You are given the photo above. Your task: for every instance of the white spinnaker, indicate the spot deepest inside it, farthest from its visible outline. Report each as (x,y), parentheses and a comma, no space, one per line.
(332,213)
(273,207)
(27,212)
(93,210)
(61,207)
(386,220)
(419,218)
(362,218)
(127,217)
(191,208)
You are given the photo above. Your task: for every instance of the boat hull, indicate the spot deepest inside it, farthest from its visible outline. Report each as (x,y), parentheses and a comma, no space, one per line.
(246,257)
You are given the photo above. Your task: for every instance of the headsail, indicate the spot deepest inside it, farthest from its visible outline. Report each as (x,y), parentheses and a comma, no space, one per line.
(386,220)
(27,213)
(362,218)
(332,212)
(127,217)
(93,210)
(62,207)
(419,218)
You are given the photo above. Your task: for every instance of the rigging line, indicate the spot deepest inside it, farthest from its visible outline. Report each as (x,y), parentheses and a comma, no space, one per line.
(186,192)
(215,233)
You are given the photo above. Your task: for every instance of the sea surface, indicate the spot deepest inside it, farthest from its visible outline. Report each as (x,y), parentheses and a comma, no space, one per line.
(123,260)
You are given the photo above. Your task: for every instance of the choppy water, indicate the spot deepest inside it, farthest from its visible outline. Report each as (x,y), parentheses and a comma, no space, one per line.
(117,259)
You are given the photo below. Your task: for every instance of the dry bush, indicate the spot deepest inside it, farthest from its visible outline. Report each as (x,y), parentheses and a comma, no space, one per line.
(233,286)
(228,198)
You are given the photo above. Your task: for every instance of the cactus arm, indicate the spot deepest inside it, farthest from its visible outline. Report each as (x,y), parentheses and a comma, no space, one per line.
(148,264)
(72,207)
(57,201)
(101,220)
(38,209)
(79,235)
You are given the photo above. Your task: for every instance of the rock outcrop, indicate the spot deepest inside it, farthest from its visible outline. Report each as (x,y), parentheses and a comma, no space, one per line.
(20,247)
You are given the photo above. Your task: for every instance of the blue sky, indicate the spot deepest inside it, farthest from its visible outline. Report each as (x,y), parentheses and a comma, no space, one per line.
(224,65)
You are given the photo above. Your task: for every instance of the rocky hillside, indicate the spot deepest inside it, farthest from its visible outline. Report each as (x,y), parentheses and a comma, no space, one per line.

=-=-=

- [Written problem]:
Extract all the entries word for word.

- [Completed task]:
You are given the photo above. Your task: for every instance of the white spinnaker, indicate the spot deepest inside it, farthest from its visible outline. Report each as (x,y), parentheses and a comma, no space, one per line.
(332,213)
(273,207)
(27,212)
(93,210)
(61,207)
(386,220)
(419,218)
(362,218)
(127,217)
(191,208)
You are given the photo above. Your task: for every instance of the boat hull, indicate the spot deepest inside it, farthest from its visible outline. Report each as (x,y), parentheses and a comma, no space, one per line.
(246,257)
You are given the photo above. Your task: for every instance of the headsail, indicate the spot deepest inside it, farthest from its visible outline. Report each as (x,y), parentheses and a comma, no space, one per line.
(386,220)
(27,213)
(362,218)
(332,212)
(127,217)
(93,210)
(62,207)
(419,218)
You are given the photo above. Your task: for every instance of the rigging line, indicate the spot deepest inside it, farthest from its visible outline. Report each as (x,y), parentheses and a comma, no space, one per line.
(186,192)
(215,233)
You are given the photo above. Your task: for every instance of the sea surface, indicate the spot deepest inside it, farthest from its visible outline. Report each as (x,y), parentheses and a comma, no space, one per line.
(123,260)
You are given the photo above. Your task: for every instance of the choppy water, indicate the spot deepest inside it, farthest from its visible outline. Report each as (x,y), parentheses and a comma, no space, one per line.
(117,259)
You are given the photo below. Your task: for every instance of the dry bush, indicate the spot deepest inside it, farthest from its visible outline. Report each as (x,y), parentheses and a comma, no space, one per line.
(233,286)
(228,198)
You are given the photo above. Your task: for every instance of the cactus arm, indicate the spot deepest inside it, farthest from its visible outline. Report each as (x,y), parentheses and a comma, no space, one per line.
(148,264)
(72,207)
(57,201)
(101,220)
(38,209)
(79,235)
You are given the photo above. Your task: for every instance of the rock outcrop, indicate the spot deepest inside it, farthest from its visible outline. Report each as (x,y), parentheses and a comma, no space, one per line.
(20,247)
You are given the photo above. Your task: for every instance of the blue sky, indicate the spot deepest inside it, farthest from its visible outline. Report each as (x,y), parentheses and a comma, no space, one per line.
(224,65)
You are given the photo above. Your task: for every instance of the rocky hillside, indicate the spot deepest inside it, farthest from its visible outline. Report each as (x,y), parentheses and a comma, no space, one per line.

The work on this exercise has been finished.